Stored data entries
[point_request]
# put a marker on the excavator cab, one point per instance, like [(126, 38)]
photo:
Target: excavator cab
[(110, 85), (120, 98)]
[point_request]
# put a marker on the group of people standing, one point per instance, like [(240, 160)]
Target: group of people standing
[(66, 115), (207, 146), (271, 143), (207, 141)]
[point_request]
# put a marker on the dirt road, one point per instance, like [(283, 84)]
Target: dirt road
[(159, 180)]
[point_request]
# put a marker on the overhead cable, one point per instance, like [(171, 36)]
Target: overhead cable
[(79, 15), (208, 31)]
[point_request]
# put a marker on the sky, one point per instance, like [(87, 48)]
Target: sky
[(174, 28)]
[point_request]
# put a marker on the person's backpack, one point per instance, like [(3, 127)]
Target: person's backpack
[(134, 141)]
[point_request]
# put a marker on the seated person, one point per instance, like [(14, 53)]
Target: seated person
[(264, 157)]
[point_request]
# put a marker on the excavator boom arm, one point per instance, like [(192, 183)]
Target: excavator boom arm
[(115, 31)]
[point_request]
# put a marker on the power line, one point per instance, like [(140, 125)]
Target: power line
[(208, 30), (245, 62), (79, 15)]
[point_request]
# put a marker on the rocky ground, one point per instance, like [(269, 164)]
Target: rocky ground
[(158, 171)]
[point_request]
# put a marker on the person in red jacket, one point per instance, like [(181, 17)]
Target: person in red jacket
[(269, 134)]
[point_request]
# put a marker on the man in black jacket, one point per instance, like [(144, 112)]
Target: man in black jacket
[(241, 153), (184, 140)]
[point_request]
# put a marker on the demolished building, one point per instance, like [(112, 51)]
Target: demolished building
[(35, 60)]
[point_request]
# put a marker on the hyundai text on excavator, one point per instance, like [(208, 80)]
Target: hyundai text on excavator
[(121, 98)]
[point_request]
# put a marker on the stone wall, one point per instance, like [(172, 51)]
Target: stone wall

- Problem statement -
Output exactly the line containing "Target: person in red jacket" together with every line after it, ending at the final line of the entries.

- Exercise solution -
Target: person in red jacket
[(269, 134)]
[point_request]
# put a marker on the man in black jacket, one point per instance, like [(144, 112)]
Target: man in black jacket
[(241, 153), (184, 140)]
[point_request]
# put a marker on the demolished building, one point per instance, like [(112, 51)]
Target: demolished building
[(35, 60)]
[point_request]
# put a marker on the hyundai text on excavator, one point per instance, like [(208, 80)]
Target: hyundai text on excavator
[(121, 98)]
[point_request]
# put a marker on the stone wall, one point per instance, like [(172, 51)]
Target: stone wall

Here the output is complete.